- **ASSIGNED TASK**:
Only those lines from the one with "Point to the lichen" through the last line of the material belong in the answer, each repeated exactly.

- **RECORDS SHOWN**:
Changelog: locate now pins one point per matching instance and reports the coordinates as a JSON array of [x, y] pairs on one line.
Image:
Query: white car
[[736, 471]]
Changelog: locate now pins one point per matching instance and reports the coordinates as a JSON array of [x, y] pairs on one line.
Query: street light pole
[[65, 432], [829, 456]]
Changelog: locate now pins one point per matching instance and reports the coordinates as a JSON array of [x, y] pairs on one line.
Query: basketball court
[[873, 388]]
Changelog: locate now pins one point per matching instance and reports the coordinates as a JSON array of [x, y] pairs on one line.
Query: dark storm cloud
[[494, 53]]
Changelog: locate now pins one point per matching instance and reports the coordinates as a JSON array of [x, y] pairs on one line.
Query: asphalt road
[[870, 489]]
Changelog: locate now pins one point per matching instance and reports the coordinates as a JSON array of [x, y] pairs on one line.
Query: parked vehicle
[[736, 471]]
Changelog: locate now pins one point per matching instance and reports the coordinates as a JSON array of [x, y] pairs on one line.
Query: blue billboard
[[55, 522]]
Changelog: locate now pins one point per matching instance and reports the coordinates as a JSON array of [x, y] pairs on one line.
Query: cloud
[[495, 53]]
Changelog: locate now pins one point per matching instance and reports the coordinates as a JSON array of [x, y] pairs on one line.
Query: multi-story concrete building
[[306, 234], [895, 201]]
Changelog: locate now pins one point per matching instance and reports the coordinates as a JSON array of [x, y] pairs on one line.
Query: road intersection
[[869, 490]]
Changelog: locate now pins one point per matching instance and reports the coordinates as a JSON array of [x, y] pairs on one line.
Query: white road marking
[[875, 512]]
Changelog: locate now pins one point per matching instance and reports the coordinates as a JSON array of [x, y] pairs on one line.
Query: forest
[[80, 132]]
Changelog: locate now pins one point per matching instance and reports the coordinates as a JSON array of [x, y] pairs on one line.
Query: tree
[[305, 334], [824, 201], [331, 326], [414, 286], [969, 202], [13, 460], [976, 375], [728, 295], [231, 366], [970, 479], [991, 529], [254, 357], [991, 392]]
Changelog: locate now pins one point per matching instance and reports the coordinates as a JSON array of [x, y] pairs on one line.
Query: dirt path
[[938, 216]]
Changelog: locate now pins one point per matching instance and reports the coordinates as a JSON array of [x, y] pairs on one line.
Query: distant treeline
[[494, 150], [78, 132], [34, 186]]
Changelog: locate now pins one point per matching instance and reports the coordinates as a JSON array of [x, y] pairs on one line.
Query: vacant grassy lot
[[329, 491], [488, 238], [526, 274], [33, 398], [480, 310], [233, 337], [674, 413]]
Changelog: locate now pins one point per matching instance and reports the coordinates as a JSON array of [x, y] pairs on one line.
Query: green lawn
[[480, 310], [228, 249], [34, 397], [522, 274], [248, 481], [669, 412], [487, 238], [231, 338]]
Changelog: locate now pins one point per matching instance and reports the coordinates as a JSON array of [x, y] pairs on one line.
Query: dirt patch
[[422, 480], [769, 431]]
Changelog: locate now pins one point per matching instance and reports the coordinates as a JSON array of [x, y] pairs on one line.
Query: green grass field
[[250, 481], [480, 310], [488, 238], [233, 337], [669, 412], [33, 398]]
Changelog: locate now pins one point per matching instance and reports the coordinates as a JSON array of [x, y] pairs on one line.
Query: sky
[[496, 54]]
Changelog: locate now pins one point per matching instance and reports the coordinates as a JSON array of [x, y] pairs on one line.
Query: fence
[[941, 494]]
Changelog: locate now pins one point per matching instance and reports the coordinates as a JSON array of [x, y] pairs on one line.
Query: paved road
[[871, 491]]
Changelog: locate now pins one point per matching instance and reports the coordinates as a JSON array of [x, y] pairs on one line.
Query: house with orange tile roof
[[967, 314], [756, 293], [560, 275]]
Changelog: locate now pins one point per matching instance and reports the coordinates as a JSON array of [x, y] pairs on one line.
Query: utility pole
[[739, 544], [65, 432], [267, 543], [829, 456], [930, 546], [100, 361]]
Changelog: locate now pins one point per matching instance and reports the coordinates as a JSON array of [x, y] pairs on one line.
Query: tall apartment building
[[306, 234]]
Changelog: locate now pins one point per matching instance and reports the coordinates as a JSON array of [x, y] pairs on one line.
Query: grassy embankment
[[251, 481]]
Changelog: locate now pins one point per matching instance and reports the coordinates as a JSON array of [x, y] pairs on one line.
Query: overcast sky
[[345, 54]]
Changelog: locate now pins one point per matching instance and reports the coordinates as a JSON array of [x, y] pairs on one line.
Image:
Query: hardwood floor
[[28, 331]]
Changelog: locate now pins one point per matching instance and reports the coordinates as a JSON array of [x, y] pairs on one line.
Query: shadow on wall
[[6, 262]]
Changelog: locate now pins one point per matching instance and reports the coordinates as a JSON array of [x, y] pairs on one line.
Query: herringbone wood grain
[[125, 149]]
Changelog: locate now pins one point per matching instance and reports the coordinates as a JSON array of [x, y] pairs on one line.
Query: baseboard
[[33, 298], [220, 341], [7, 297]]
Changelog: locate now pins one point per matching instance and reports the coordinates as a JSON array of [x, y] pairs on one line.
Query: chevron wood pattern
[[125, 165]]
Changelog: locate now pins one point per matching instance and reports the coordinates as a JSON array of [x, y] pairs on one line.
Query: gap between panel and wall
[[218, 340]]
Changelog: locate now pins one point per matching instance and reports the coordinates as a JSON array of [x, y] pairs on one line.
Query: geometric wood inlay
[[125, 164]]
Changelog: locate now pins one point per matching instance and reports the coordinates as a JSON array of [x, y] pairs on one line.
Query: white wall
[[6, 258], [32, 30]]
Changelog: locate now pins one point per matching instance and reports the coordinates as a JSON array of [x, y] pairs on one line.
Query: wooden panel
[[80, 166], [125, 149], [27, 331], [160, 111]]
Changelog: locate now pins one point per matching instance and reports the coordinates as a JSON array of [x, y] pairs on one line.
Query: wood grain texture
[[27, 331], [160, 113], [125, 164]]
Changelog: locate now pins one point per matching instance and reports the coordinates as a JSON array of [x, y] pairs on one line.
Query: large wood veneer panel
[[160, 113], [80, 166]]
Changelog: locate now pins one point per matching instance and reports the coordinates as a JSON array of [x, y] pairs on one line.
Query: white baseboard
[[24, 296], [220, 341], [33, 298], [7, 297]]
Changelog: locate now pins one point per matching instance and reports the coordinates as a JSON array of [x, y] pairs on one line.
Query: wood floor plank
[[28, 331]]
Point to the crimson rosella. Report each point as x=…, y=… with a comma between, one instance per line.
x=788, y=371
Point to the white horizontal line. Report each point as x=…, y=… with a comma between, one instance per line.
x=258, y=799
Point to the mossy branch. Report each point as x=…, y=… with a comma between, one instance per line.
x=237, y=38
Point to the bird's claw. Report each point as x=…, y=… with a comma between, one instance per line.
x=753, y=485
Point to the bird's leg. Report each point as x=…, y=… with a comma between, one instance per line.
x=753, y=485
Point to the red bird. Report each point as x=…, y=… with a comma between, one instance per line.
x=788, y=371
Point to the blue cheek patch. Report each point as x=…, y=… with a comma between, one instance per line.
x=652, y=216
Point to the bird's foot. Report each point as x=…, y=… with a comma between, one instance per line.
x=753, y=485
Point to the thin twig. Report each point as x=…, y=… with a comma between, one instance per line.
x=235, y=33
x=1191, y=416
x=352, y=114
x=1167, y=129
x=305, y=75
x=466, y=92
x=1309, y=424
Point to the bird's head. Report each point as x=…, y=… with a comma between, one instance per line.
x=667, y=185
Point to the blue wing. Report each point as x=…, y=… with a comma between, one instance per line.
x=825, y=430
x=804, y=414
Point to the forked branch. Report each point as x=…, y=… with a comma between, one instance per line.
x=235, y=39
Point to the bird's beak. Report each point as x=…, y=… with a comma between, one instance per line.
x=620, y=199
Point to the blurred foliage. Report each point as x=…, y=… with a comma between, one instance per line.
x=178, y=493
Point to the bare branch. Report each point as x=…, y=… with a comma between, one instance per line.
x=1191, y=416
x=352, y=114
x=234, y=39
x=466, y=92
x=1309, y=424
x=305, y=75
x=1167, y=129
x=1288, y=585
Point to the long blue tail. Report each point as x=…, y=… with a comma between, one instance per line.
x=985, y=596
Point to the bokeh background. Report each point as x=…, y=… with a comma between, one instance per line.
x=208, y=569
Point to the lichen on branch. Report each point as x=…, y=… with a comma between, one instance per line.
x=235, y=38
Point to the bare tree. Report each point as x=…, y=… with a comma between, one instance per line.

- **ANSWER**:
Point to the lichen on branch. Report each point as x=…, y=… with a comma between, one instance per line.
x=235, y=38
Point to the bare tree. Report each point as x=…, y=… with a comma between, one instance per line.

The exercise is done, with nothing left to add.